> [The task] Pull each line containing "forest" from the data.
Start of Dataset entries
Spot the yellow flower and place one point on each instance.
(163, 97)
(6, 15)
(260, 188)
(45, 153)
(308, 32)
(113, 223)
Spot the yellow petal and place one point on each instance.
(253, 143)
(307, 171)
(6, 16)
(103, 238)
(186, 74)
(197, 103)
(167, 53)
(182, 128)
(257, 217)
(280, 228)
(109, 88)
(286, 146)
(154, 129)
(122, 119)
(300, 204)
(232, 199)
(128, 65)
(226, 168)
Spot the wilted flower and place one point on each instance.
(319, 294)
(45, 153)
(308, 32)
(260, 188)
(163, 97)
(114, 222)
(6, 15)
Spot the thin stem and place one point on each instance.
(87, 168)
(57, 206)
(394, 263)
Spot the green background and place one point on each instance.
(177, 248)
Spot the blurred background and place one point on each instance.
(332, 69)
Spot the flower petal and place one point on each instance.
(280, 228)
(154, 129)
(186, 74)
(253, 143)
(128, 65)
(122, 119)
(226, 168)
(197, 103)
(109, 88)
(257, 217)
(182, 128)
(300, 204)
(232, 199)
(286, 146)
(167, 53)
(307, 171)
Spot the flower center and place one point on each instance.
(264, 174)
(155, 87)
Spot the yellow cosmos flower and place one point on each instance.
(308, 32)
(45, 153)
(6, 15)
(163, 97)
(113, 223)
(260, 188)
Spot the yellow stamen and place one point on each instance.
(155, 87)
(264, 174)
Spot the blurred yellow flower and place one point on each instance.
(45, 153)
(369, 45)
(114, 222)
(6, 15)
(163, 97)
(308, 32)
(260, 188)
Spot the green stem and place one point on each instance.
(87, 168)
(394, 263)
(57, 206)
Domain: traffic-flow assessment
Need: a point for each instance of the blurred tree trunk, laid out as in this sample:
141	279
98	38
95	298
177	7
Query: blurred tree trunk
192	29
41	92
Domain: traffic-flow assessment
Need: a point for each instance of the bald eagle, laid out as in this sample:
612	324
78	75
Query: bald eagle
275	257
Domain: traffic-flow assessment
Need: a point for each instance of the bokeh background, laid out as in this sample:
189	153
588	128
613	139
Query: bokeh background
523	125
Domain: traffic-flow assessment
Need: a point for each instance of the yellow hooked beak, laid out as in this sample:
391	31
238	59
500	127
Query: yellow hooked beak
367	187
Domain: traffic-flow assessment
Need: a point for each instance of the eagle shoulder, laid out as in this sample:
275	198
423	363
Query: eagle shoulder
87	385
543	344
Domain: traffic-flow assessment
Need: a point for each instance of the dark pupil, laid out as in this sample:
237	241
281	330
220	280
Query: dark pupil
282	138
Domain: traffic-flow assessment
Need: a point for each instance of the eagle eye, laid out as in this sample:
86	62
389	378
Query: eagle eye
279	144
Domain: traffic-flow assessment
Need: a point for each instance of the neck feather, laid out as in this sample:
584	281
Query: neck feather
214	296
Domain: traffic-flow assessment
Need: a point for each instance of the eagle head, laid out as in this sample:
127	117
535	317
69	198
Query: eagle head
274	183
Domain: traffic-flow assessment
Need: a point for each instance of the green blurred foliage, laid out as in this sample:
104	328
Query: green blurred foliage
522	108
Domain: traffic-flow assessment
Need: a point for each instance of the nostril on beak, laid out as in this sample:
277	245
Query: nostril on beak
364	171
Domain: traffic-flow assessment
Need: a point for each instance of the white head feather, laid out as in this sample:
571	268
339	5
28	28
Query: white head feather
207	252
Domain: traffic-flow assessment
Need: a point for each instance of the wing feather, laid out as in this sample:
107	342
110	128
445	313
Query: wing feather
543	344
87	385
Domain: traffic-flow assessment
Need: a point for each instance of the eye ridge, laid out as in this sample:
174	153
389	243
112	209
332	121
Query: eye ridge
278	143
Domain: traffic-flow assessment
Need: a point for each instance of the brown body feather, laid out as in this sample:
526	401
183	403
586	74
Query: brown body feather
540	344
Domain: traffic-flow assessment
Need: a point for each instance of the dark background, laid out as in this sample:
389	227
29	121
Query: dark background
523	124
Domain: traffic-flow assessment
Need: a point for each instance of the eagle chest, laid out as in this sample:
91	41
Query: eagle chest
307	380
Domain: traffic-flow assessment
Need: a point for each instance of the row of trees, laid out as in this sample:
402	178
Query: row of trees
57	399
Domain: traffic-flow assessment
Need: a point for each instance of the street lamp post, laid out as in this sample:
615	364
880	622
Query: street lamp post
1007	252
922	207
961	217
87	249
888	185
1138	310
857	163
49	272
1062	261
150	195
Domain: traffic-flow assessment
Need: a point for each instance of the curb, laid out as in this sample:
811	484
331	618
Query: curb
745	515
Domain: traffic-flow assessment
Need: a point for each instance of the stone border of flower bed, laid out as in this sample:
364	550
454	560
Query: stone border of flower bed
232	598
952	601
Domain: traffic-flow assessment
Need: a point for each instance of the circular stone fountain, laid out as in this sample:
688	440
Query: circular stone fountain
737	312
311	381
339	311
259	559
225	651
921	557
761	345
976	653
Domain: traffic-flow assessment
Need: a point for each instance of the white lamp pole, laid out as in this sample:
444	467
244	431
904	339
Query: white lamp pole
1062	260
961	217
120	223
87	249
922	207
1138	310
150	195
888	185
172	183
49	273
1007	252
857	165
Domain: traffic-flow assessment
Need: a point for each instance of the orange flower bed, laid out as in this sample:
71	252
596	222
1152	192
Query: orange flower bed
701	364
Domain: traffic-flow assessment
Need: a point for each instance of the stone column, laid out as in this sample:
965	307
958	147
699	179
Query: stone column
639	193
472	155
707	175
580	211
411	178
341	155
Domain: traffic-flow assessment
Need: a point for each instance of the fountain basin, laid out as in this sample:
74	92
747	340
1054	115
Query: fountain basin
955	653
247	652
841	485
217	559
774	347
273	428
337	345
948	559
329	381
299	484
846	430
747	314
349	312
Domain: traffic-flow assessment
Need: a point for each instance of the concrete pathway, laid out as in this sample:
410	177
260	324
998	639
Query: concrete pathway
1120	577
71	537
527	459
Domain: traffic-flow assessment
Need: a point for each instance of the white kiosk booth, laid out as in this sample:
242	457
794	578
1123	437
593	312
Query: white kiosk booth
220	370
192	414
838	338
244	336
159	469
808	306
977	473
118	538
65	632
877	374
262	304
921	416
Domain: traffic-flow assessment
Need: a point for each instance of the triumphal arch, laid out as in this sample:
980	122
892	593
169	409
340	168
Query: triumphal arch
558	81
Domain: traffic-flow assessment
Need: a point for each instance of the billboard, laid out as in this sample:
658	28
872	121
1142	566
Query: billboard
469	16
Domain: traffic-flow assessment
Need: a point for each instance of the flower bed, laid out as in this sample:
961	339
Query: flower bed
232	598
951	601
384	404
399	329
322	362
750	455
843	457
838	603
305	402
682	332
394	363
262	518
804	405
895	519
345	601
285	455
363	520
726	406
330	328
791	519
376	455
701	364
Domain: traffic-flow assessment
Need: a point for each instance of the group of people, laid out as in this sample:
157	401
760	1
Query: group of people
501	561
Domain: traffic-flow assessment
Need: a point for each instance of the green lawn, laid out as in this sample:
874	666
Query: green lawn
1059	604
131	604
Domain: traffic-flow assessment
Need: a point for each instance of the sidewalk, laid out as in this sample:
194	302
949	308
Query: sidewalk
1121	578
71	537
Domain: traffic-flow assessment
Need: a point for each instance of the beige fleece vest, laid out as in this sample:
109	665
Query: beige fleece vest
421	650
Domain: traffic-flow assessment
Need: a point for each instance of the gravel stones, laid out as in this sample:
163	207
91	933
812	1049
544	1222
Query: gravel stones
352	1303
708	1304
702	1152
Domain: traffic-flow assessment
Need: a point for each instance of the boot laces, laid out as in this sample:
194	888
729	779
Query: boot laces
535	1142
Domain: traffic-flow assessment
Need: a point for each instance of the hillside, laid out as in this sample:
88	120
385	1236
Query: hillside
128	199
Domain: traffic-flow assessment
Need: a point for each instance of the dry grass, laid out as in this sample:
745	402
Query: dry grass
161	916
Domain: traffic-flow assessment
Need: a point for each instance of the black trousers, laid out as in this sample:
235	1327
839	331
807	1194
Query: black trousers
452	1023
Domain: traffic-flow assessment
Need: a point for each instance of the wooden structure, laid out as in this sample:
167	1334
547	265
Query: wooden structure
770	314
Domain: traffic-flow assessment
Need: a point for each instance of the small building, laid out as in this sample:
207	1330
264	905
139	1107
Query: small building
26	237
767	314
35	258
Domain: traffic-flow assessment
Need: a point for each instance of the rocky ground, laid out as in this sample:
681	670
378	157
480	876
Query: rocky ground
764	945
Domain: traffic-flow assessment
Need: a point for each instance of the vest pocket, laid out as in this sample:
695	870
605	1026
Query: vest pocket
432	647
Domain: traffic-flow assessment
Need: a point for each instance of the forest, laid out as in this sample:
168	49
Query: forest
End of Dataset entries
> [Answer for this exercise]
Need: a point for each instance of the forest, laid out as in this sample:
Query: forest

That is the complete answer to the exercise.